#### STUDY TEXT

I have had a few best friends. My “true” BFF, Esther, has been my friend since childhood. Our parents were friends and political allies and introduced us. We are committed to seeing each other as frequently as possible, although we have lived 3500 miles apart for forty years. We talk on the phone and text regularly. We have been there for each other’s weddings, divorces, pregnancies, births of children, illnesses and family deaths. On his death bed, her father said to Esther “You are lucky in this life if you have five people you can call friends, Esther. Suzanne is one of those friends.” His words meant a lot to me, as my commitment to my friendship with Esther is as important to me as my commitment to my marriage, son, or siblings. I have always felt this way about my close friendships and I am fortunate that my husband understands this essential value I cherish. In graduate school, I found my “BFF”, Ly, and we committed to see each other at least annually until one of us departs this mortal coil. The pandemic threw a wrench in our plan, but our annual visits have resumed this year.

########
#### SOURCE MATERIAL

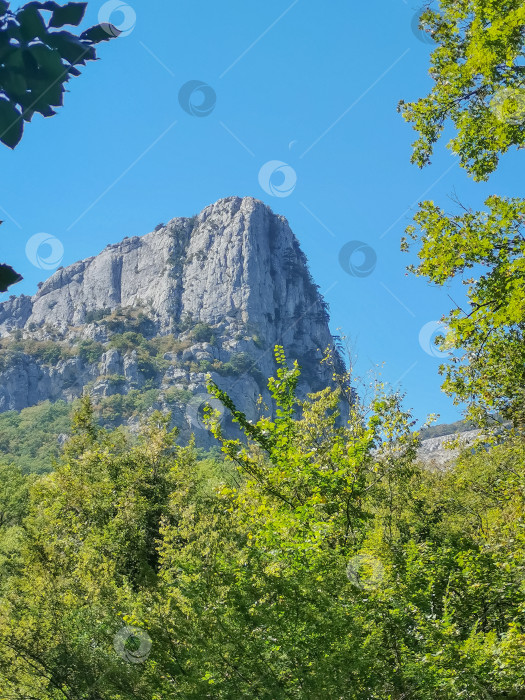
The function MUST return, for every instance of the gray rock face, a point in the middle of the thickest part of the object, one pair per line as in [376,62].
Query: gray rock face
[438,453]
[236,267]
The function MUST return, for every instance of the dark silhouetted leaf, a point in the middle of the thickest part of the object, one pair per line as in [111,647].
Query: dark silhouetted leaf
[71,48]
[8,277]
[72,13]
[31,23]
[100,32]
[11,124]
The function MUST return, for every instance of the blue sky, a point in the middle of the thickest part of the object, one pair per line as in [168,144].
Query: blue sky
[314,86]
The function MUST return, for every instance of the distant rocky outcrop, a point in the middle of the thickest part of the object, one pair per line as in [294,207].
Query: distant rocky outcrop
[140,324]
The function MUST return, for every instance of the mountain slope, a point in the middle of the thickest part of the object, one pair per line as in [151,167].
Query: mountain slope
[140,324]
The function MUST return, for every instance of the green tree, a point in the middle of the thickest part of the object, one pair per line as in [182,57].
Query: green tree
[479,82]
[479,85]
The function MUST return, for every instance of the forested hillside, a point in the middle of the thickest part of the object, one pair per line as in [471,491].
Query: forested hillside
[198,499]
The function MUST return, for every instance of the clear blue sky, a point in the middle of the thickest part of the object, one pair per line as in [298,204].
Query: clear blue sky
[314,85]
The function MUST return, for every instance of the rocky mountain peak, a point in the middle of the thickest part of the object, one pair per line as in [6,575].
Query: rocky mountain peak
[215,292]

########

#### [WHAT NEEDS TO BE DONE]
Say whether each statement that follows agrees with the passage about best friends, giving yes or no and quoting the words of the passage that decide it. 1. The writer and Esther have lived far apart for forty years. 2. The writer met Ly in high school. 3. The pandemic put a permanent end to the writer's visits with Ly.

#### [PROBLEM SOLUTION]
1. Yes: "although we have lived 3500 miles apart for forty years"
2. No: "In graduate school, I found my “BFF”, Ly"
3. No: "but our annual visits have resumed this year"